Dataset extract:
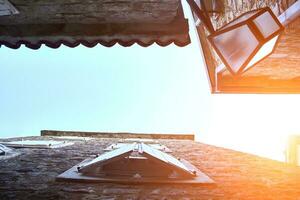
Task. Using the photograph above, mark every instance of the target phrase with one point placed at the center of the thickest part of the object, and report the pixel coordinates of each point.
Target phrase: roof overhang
(92, 22)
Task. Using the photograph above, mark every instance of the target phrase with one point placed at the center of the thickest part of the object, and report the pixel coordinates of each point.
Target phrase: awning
(71, 23)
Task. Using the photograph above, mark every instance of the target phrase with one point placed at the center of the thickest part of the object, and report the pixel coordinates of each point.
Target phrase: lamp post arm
(201, 15)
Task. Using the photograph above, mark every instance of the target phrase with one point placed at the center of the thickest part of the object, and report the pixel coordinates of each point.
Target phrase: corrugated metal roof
(56, 23)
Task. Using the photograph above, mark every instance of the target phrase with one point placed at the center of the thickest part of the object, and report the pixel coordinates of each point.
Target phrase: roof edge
(122, 135)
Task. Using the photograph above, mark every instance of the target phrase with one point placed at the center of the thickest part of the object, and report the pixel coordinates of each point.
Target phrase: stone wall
(237, 175)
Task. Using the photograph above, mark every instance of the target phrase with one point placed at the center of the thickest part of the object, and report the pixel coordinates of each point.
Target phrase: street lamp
(244, 41)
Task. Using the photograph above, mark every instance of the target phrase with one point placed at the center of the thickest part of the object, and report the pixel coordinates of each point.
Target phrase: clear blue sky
(136, 89)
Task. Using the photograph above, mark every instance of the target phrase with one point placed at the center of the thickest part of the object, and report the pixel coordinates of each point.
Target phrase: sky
(136, 89)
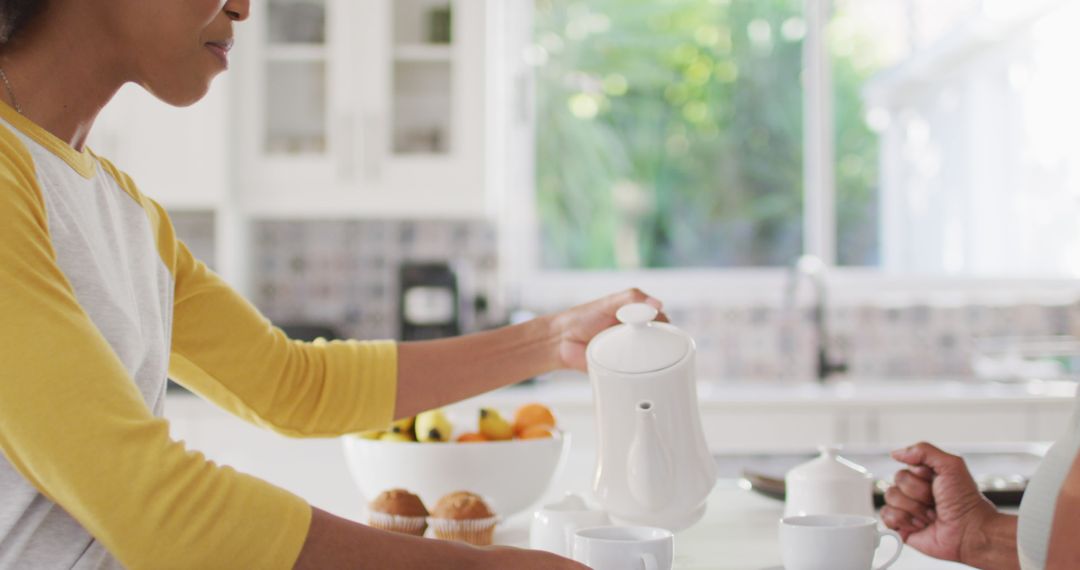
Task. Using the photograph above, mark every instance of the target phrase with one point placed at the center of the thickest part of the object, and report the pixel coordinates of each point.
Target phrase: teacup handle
(900, 546)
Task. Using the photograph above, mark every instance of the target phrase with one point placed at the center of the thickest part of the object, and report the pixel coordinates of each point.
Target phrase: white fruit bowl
(513, 475)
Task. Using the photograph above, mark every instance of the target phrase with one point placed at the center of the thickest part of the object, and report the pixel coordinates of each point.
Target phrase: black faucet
(813, 269)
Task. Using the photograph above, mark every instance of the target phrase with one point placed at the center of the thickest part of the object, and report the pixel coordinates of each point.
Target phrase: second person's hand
(935, 504)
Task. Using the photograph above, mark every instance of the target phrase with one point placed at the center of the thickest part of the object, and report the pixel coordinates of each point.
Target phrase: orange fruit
(530, 415)
(535, 432)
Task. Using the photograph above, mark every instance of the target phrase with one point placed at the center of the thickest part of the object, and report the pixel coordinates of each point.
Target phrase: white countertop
(738, 532)
(570, 389)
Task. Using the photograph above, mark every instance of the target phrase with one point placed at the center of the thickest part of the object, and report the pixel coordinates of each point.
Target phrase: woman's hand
(575, 327)
(937, 509)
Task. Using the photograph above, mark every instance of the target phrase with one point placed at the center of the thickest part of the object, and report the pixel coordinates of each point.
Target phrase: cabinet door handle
(373, 149)
(347, 154)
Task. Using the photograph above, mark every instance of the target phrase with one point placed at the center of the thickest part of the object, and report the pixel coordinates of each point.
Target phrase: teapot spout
(648, 464)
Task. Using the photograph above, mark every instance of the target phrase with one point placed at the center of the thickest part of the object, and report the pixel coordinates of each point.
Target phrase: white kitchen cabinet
(177, 155)
(954, 424)
(768, 428)
(362, 108)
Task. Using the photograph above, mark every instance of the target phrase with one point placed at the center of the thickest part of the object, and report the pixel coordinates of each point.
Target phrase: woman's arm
(1064, 552)
(433, 372)
(335, 542)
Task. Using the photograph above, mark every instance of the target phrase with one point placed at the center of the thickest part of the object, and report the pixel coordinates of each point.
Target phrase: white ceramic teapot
(652, 464)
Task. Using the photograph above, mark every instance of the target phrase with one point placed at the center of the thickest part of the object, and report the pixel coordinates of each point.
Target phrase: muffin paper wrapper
(472, 530)
(386, 520)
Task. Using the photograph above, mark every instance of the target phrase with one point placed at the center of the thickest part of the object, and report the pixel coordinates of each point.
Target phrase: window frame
(529, 285)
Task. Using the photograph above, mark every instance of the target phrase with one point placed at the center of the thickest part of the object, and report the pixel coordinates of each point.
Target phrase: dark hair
(15, 14)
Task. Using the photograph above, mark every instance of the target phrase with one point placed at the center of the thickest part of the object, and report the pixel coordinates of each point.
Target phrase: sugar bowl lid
(639, 344)
(828, 466)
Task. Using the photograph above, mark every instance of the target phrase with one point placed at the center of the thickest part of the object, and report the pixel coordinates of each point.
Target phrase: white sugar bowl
(828, 485)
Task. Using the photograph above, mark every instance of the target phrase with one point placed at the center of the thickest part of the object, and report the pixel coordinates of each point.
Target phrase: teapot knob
(636, 313)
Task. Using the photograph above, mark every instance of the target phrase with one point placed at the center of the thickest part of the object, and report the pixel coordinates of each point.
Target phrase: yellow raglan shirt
(98, 301)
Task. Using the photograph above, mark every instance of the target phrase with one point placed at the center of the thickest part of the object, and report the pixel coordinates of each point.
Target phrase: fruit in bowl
(512, 473)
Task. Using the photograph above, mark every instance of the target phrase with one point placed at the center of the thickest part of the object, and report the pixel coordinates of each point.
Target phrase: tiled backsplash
(345, 273)
(917, 341)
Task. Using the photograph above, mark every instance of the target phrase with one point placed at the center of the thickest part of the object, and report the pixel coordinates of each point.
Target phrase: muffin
(464, 517)
(399, 511)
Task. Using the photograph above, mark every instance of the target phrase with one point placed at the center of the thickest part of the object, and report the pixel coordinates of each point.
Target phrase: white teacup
(833, 542)
(553, 526)
(624, 547)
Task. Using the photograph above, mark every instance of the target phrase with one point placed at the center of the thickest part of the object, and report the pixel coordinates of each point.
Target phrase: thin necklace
(11, 92)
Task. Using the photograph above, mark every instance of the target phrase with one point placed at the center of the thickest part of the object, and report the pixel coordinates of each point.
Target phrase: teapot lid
(638, 344)
(828, 466)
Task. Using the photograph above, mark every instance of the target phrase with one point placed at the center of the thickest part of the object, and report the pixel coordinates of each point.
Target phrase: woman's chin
(181, 94)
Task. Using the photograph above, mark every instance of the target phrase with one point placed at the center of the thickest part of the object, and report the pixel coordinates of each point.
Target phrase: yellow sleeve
(73, 424)
(227, 352)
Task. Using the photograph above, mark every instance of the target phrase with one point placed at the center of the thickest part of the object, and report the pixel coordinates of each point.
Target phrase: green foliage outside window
(670, 134)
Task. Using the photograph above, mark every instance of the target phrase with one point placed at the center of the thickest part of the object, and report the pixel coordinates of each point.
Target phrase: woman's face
(175, 46)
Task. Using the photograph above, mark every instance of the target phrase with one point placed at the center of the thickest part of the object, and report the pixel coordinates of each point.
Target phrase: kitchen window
(906, 143)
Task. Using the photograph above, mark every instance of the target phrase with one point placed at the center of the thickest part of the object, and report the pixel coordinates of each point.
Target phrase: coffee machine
(428, 300)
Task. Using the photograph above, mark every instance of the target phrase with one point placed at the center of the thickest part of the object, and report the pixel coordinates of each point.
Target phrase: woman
(99, 300)
(937, 509)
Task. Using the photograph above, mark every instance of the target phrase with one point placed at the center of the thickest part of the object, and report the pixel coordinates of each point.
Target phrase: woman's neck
(62, 73)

Given request: Any pictures should be dropped; transcribe the rest of the records above exactly.

Solution:
Task. Using the photograph above, mark every instance of the target phrase with one point placed at the center of the thickest part of the object, and report the pixel coordinates of each point.
Target phrase: roof overhang
(92, 22)
Task. Using the photograph above, mark every instance of the target phrase with one point placed at the center of the thickest part of the object, and report the pixel coordinates of each point.
Target phrase: awning
(71, 23)
Task. Using the photograph above, mark every instance of the target phrase with one point placed at the center of the thickest part of the object, and report the pixel coordinates of each point.
Target phrase: lamp post arm
(201, 15)
Task. Using the photograph above, mark every instance of the target phrase with one point placed at the center of the thickest part of the object, and report the pixel coordinates of each point.
Target phrase: corrugated metal roof
(56, 23)
Task. Using the photograph above, mark every instance of the target phrase with one point placed at the center of the thickest part of the object, and report the pixel coordinates of each point.
Target phrase: roof edge
(122, 135)
Task. Using the photograph above, mark every instance of the target phrase with one point placed at the center of the thickest part of the object, and report the pixel coordinates of each point.
Target phrase: stone wall
(237, 175)
Task. Using the photograph above, mark every instance of the target phrase with one point placed at the center of the thickest part of the object, and report the pixel coordinates of each point.
Target phrase: street lamp
(244, 41)
Task. Using the photograph above, mark every instance of the target phrase with one point placed at the center of the thickest part of the object, and report the pixel coordinates of each point.
Target phrase: clear blue sky
(136, 89)
Task. Using the photograph above, mark every instance of the target phrase with one point placed at the center of the thickest part of the object, and report the pixel coordinates of each point.
Target phrase: sky
(136, 89)
Task. Using the photograph above, mark every instance of the target phrase with one point placed at the center of the thickest part of the object, and report the pixel coordinates of each point.
Target phrase: teacup handle
(900, 546)
Task. Using the photograph above, mark every instance of the target phrase with one point placed at the center of the thickest part of the object, and report the pixel coordinates of each point.
Target phrase: white fruit bowl
(513, 475)
Task. Using the photograph above, mark every instance of the target phrase with one point placed at the center of the thickest part of the object, and report the pixel coordinates of each point.
Target phrase: black faucet
(813, 269)
Task. Using the photograph above, mark every instance of the target phrase with one point placed at the center of the thickest part of the object, and report the pixel coordinates of each point.
Target phrase: second person's hand
(935, 504)
Task. Using the photograph above, mark every instance of the target phrase with one point placed at the center of the thickest part of the object, and report the pixel coordinates of each point.
Target phrase: orange fruit
(530, 415)
(535, 432)
Task. Using the photograph above, mark every instance of the target phrase with one point placed at the center of the thickest part of the object, and report the pixel coordinates of each point.
Target phrase: white countertop
(738, 532)
(570, 389)
Task. Using the photograph above, mark every instance of the target phrase with one point placed at the center of the thickest part of the object, and report the pixel coordinates of each point.
Target phrase: woman's hand
(575, 327)
(937, 509)
Task. Using the photograph above, mark every instance of the target phrase with one point placed at the center of the thickest part of the object, and report the pixel coordinates of each point.
Target phrase: cabinet door handle
(373, 149)
(347, 154)
Task. Using the photograph above, mark every instance of the target phrase with one point placed at the center of the thickest part of the object, and report the pixel coordinates of each point.
Target phrase: teapot spout
(648, 464)
Task. Using the photograph above, mark every instance of the target phrase with one point placed at the center of the thickest part of the object, and report the pixel coordinates of each point.
Target phrase: white kitchen cabinet
(177, 155)
(954, 424)
(768, 428)
(362, 108)
Task. Using the photograph above, mark every instance of the target phrase with one point placed at the center of the thickest part of the object, and report the pixel coordinates of each point.
Target phrase: woman's arm
(1064, 552)
(433, 372)
(335, 542)
Task. Using the photograph above, mark every instance of the target phrase with one point placed at the center of the thickest part of the object, and report the pixel coordinates of each point.
Target phrase: white ceramic teapot
(652, 464)
Task. Using the photograph above, mark every instance of the target phrase with one point placed at the center of the thickest part of the object, and report the pixel coordinates of each point.
Target phrase: muffin paper wrapper
(472, 530)
(386, 520)
Task. Using the photograph above, mark every instance of the target phrase with one point placed at the center of the thickest part of the object, and report the pixel coordinates of each point.
Target phrase: window frame
(529, 285)
Task. Using the photograph above, mark every instance of the target phrase with one point placed at the center of the thickest part of the object, and report the pixel coordinates of each point.
Target phrase: dark hair
(15, 14)
Task. Using the photograph above, mark every instance of the target phrase with one point placed at the center of the thickest part of the object, and report the pixel coordinates of each point.
Target phrase: sugar bowl lid
(639, 344)
(828, 466)
Task. Using the photograph above, mark every instance of the target phrase with one point placed at the center of the thickest part of the object, and report the pixel coordinates of each point.
Target phrase: white sugar bowl
(828, 485)
Task. Using the photograph above, mark every instance of the target phrase with one point placed at the center of the thickest part of the object, and report the pixel coordinates of each point.
Target phrase: teapot knob
(636, 313)
Task. Using the photograph above, mark every instance of the target phrase with one point placed at the center of the thickest part of the object, and report the pixel coordinates of each point.
Target phrase: yellow raglan shirt
(98, 301)
Task. Using the photograph above, mark every instance of the target phrase with one point placed at the center of the thickest part of the object, and report the pixel coordinates of each point.
Target phrase: fruit in bowl
(512, 473)
Task. Using the photograph above, mark every instance of the target phrase with one point placed at the center of the thickest part of the object, and report the pixel coordinates of each point.
Target phrase: tiled backsplash
(345, 273)
(917, 341)
Task. Using the photograph above, mark every instance of the target phrase with one point placed at the center of the thickest part of the object, and report the pixel coordinates of each point.
Target phrase: muffin
(464, 517)
(399, 511)
Task. Using the photograph above, mark every instance of the target phrase with one point placed at the center of the thickest part of the object, and report the pixel coordinates of each point.
Target phrase: white teacup
(833, 542)
(553, 526)
(624, 547)
Task. Using the photograph above, mark every instance of the target phrase with one point placed at the center of the thickest part of the object, and report the pixel coordinates of each point.
Target phrase: thin necklace
(11, 92)
Task. Using the photograph above, mark every instance of the target phrase with one point placed at the center of the thickest part of the object, and report the pixel coordinates of each point.
Target phrase: teapot lid
(638, 344)
(828, 466)
Task. Using the photograph above, mark every instance of the target phrase with one point placed at the center of the thickest part of the object, and report the pixel coordinates of each point.
Target phrase: woman's chin
(181, 94)
Task. Using the photograph above, mark every instance of the target phrase with one point placed at the center of the thickest part of the object, and report the pixel coordinates of each point.
Target phrase: yellow sleeve
(73, 424)
(227, 352)
Task. Using the photograph above, mark every instance of the target phrase with one point placed at the center of the thickest part of the object, and report the pixel coordinates of each point.
Target phrase: green foliage outside window
(670, 134)
Task. Using the photograph above, mark every instance of the target phrase with one point placed at the center of the thickest part of the object, and report the pixel coordinates of each point.
Target phrase: woman's face
(175, 46)
Task. Using the photograph above, mark every instance of the target phrase with one point placed at the center of the thickest part of the object, and report the pixel coordinates of each point.
Target phrase: kitchen window
(906, 143)
Task. Using the photograph above, mark every instance of the target phrase with one point placed at the center of the thickest part of the object, and report the pixel coordinates of each point.
Target phrase: coffee machine
(428, 300)
Task. Using the photograph above, mark every instance of the target phrase with one point placed at the center of the thickest part of the object, and report the pixel coordinates of each point.
Target phrase: woman
(99, 300)
(937, 509)
Task. Using the photograph above, mark every instance of the target phrase with one point placed at the center of the thickest part of the object, and report the pixel coordinates of each point.
Target phrase: woman's neck
(62, 73)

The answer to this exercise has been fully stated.